SELECTED EXTRACT:
========
The first time I read this novel – about fifty years ago – I thought that I should think that it was good, so I did – but I found it a bit of a drag. Since then I have read all the major novels of Dostoevsky, and I have read The Brothers Karamazov, The Idiot, and Demons twice. Only the first of them kept its charm for me; the other two crashed. The problem seemed to me to be too many exclamation marks, and too much hysteria, or as Eliot said of Hamlet, emotion in excess of the facts as they appear. None of these books made it into my top fifty, although War and Peace is up there with only two challengers for numero uno.
I have just had the opposite experience with Crime and Punishment. It was so much better the second time. The trick for me is to treat it like an opera, or at least a work or art, on a different plane, and just let it wash over you. If you do, it can be ravishing.
A young man, Raskolnikov, who thinks too much, develops a Napoleon complex – Tony Blair did not read this novel – and decides to kill a mean old woman to give himself a start and to bring relief to his family. ‘A single evil and a hundred good deeds….I only killed a louse, Sonya, a useless nasty, pernicious louse.’ Here is the author’s version of probably the two most murderous lines known to mankind. Having accepted his own dare, he finds that there is more to being a murderer than meets the eye. He unravels in a way that looks logically determined but which is dramatically alive.
The book has a real plot – and a thrashing Act Five that I did not see coming. (You might say it ends with a bang.) And some of the interrogation scenes, where a wily cop plays cat and mouse with the murderer, reminded me strongly of that wonderful film Une pure formalite with Depardieu and Polanski. (It too starts with a murder and focuses on the interrogation; I could never work it out, but it is a truly great movie.)
========
REQUIREMENT A:
Swap "Raskolnikov" for "Rodion" in the review's passage starting with "I have just" and going on through "is dramatically alive.", and write that passage out in full.
The review and the listing are separate material, unrelated to each other.
========
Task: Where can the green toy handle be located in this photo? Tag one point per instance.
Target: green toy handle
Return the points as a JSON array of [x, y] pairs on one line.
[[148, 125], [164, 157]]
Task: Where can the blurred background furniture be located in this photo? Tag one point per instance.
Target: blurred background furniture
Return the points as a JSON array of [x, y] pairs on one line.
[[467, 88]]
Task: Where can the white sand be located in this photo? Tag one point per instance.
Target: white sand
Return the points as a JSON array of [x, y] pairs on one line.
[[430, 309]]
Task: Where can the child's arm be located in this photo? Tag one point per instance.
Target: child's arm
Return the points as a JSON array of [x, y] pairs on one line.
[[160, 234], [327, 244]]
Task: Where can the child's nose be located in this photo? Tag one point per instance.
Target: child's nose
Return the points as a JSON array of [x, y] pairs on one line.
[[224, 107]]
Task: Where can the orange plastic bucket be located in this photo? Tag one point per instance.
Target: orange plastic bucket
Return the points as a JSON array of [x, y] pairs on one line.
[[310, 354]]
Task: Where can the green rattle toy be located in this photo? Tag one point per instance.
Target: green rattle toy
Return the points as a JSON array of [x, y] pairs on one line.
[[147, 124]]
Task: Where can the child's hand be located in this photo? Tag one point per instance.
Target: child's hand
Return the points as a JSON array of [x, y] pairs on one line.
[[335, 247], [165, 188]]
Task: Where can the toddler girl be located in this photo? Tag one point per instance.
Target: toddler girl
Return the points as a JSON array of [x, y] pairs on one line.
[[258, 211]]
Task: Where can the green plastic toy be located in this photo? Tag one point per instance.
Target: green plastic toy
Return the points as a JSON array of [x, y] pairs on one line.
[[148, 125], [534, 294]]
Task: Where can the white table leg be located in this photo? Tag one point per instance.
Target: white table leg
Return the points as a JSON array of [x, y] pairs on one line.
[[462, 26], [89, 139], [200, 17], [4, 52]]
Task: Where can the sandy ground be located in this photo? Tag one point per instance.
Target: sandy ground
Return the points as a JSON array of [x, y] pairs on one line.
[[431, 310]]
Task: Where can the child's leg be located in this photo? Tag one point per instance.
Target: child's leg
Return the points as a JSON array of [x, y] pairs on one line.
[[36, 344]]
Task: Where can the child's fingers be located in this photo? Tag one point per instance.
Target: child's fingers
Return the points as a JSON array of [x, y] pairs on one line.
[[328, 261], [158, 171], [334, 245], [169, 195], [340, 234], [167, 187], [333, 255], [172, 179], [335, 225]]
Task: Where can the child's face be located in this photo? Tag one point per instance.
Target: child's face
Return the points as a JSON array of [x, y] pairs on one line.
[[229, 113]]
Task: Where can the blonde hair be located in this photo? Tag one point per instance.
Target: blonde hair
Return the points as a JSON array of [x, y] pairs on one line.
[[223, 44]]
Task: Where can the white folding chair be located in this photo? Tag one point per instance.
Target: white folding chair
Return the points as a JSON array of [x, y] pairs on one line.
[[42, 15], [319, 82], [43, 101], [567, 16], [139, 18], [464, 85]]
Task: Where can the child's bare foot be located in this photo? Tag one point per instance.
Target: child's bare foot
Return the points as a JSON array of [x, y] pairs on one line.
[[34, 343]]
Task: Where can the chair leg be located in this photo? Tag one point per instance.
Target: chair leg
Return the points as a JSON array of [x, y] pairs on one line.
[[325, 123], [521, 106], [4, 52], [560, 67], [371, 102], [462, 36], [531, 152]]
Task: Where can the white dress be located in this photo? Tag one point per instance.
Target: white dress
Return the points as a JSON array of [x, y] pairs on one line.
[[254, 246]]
========
REQUIREMENT B:
Please repeat the lines of the listing starting with the line with "Task: Where can the child's face" and going on through the line with "[[34, 343]]", character for character.

FULL RESPONSE A:
I have just had the opposite experience with Crime and Punishment. It was so much better the second time. The trick for me is to treat it like an opera, or at least a work or art, on a different plane, and just let it wash over you. If you do, it can be ravishing.
A young man, Rodion, who thinks too much, develops a Napoleon complex – Tony Blair did not read this novel – and decides to kill a mean old woman to give himself a start and to bring relief to his family. ‘A single evil and a hundred good deeds….I only killed a louse, Sonya, a useless nasty, pernicious louse.’ Here is the author’s version of probably the two most murderous lines known to mankind. Having accepted his own dare, he finds that there is more to being a murderer than meets the eye. He unravels in a way that looks logically determined but which is dramatically alive.

FULL RESPONSE B:
Task: Where can the child's face be located in this photo? Tag one point per instance.
Target: child's face
Return the points as a JSON array of [x, y] pairs on one line.
[[229, 113]]
Task: Where can the blonde hair be located in this photo? Tag one point per instance.
Target: blonde hair
Return the points as a JSON array of [x, y] pairs on one line.
[[223, 44]]
Task: Where can the white folding chair be located in this photo? Tag one point per instance.
Target: white folding chair
Return the points as a JSON array of [x, y] pairs on one line.
[[42, 15], [319, 82], [43, 101], [567, 16], [139, 18], [464, 85]]
Task: Where can the child's bare foot be located in this photo? Tag one point per instance.
Target: child's bare foot
Return the points as a JSON array of [x, y] pairs on one line.
[[34, 343]]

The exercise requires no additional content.